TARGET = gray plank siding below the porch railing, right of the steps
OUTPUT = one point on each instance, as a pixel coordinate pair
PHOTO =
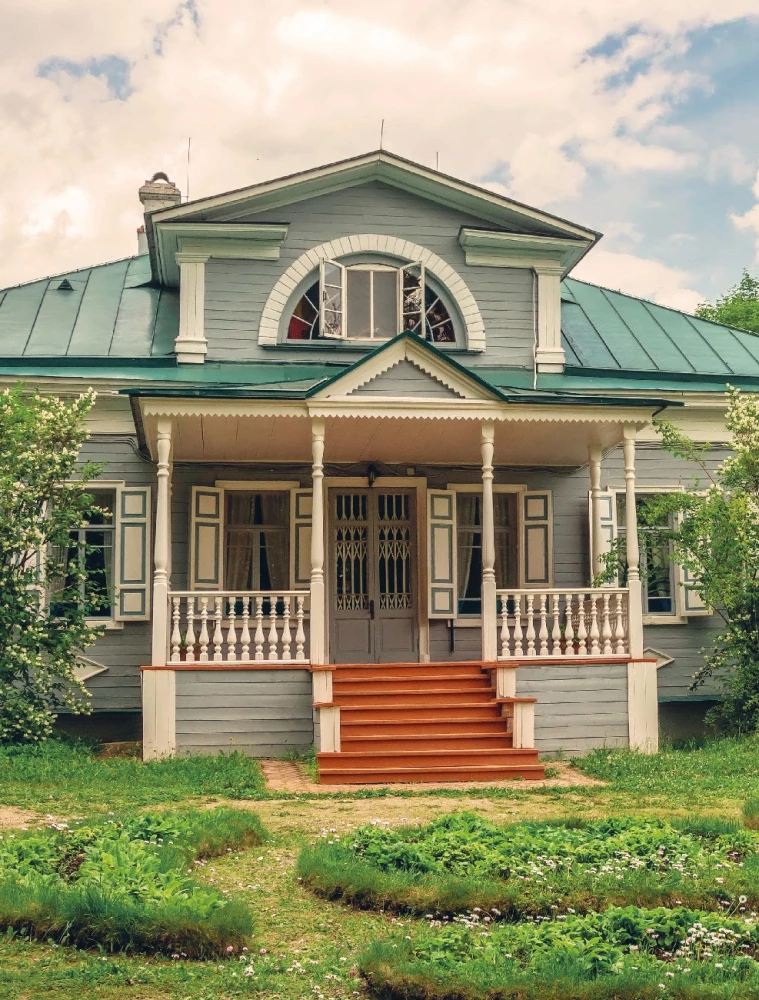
(579, 707)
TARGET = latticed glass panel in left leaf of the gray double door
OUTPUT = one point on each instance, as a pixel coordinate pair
(351, 552)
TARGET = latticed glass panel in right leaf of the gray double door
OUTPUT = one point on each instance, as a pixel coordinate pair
(394, 551)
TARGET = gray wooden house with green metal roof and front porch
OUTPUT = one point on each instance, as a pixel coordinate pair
(367, 443)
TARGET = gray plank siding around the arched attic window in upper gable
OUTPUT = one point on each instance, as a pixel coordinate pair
(236, 290)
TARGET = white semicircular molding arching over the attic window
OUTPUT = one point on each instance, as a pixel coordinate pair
(454, 284)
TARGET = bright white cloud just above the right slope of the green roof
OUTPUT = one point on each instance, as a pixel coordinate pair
(640, 276)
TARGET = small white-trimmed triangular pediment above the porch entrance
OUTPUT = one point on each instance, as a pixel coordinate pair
(409, 369)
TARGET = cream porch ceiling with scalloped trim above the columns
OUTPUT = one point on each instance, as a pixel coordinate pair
(282, 433)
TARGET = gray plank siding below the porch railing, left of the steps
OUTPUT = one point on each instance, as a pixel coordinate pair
(263, 713)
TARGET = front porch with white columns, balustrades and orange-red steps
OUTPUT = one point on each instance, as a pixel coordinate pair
(565, 641)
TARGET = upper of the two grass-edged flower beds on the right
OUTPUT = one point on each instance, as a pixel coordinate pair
(461, 861)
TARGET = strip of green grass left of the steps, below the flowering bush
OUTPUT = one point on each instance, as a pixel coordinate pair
(58, 774)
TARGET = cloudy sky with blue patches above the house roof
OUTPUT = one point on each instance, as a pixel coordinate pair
(637, 118)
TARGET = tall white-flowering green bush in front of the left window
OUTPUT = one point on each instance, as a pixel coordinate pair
(39, 506)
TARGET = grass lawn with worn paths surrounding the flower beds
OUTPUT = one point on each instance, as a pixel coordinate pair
(305, 946)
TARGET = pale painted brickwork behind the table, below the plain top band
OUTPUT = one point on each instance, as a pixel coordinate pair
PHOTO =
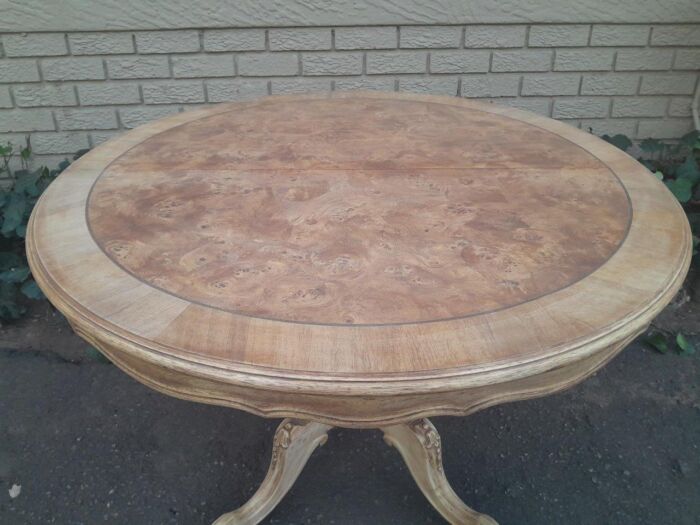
(77, 89)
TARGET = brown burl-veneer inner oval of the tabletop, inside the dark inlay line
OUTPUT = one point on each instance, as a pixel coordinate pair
(358, 211)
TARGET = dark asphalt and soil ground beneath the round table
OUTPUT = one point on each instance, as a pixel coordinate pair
(89, 445)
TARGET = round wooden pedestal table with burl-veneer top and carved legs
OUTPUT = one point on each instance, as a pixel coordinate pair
(358, 260)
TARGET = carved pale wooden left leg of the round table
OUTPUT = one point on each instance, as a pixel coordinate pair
(293, 444)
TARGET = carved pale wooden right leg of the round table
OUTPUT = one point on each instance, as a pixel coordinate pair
(419, 444)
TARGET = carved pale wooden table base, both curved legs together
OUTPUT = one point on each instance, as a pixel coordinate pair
(419, 445)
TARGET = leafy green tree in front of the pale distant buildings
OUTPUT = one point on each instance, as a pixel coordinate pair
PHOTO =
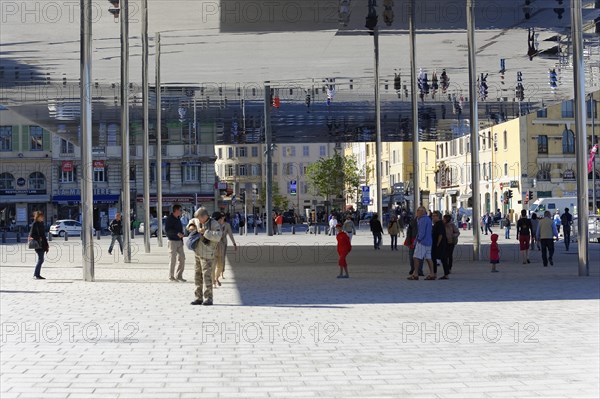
(332, 177)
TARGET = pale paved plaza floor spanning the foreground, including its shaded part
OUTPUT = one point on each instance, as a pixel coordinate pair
(283, 326)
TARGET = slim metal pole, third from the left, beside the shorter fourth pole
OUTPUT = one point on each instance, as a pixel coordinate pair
(146, 138)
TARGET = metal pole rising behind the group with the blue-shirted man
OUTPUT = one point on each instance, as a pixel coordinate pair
(415, 104)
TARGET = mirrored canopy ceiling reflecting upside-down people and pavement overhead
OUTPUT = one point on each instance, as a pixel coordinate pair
(216, 56)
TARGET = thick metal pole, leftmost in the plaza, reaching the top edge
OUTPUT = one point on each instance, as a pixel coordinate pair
(87, 194)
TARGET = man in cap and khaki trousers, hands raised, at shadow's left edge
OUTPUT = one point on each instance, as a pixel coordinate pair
(204, 253)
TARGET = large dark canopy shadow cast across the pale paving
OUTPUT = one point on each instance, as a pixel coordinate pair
(293, 275)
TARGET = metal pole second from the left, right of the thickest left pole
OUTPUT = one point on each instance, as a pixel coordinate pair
(125, 192)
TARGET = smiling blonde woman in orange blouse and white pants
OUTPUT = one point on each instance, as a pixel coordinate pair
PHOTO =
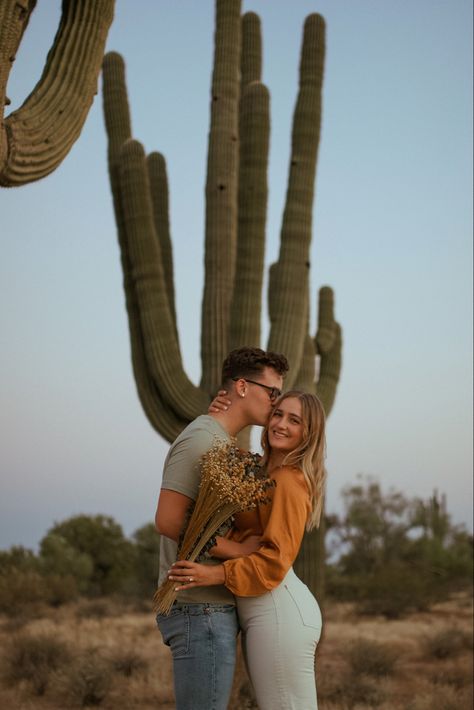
(279, 617)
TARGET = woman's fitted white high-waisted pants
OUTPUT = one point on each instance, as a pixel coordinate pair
(280, 631)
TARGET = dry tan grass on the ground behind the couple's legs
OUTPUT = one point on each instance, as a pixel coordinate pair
(115, 659)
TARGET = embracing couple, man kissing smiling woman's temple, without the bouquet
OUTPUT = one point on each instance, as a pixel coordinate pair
(248, 583)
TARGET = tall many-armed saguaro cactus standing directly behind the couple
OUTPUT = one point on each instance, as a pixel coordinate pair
(236, 201)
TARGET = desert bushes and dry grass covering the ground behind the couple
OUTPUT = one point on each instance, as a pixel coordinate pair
(77, 628)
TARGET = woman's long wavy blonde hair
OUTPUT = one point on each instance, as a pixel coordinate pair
(310, 454)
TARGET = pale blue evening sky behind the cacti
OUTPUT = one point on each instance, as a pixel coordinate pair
(392, 236)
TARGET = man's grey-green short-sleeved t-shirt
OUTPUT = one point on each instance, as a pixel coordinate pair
(181, 473)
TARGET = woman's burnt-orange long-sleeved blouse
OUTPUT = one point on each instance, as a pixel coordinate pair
(283, 522)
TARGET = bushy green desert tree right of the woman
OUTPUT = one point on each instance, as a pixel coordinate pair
(395, 553)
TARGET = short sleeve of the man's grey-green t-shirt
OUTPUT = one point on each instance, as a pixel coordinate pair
(181, 469)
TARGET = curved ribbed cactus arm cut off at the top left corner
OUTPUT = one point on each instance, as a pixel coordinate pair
(36, 138)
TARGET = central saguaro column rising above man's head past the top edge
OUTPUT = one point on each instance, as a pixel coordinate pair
(221, 193)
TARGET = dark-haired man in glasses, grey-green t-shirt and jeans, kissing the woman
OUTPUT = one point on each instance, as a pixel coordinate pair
(202, 627)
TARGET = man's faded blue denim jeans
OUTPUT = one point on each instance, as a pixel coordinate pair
(202, 639)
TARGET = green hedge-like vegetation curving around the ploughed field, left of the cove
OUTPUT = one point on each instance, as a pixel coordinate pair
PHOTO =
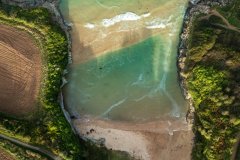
(48, 127)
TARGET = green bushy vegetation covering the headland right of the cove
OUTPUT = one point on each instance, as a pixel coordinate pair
(213, 67)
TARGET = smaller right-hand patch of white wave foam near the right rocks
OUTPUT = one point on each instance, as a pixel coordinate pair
(159, 23)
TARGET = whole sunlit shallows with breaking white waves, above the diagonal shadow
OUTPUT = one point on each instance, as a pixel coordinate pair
(99, 30)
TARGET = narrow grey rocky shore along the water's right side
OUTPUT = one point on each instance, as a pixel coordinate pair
(195, 7)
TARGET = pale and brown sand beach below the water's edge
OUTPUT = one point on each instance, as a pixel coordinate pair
(157, 140)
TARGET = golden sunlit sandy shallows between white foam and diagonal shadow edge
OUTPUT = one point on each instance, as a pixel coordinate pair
(91, 44)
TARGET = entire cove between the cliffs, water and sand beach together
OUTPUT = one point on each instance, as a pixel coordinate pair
(123, 79)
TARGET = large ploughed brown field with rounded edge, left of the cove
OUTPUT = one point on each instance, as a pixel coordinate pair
(20, 72)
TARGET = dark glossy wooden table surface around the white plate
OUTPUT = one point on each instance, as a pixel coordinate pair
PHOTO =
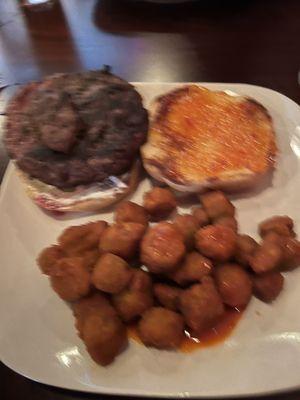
(254, 42)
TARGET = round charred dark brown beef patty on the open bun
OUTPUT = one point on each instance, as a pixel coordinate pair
(75, 129)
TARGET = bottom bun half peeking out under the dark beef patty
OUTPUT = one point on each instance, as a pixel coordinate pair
(94, 197)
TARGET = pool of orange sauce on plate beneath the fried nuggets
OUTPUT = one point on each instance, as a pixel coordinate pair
(211, 337)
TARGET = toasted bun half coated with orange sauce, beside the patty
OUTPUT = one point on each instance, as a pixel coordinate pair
(198, 137)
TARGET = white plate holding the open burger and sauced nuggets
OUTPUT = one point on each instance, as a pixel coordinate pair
(37, 335)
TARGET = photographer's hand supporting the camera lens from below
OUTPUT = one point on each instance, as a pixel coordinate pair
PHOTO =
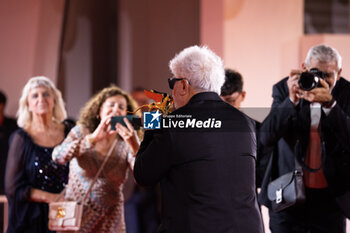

########################################

* What the task requires: Go through the material and report each line that holds the string "saguaro".

* Exercise response:
TARGET = tall many-armed saguaro cactus standing directly behind the couple
TARGET = central saguaro column rising above man's head past the top edge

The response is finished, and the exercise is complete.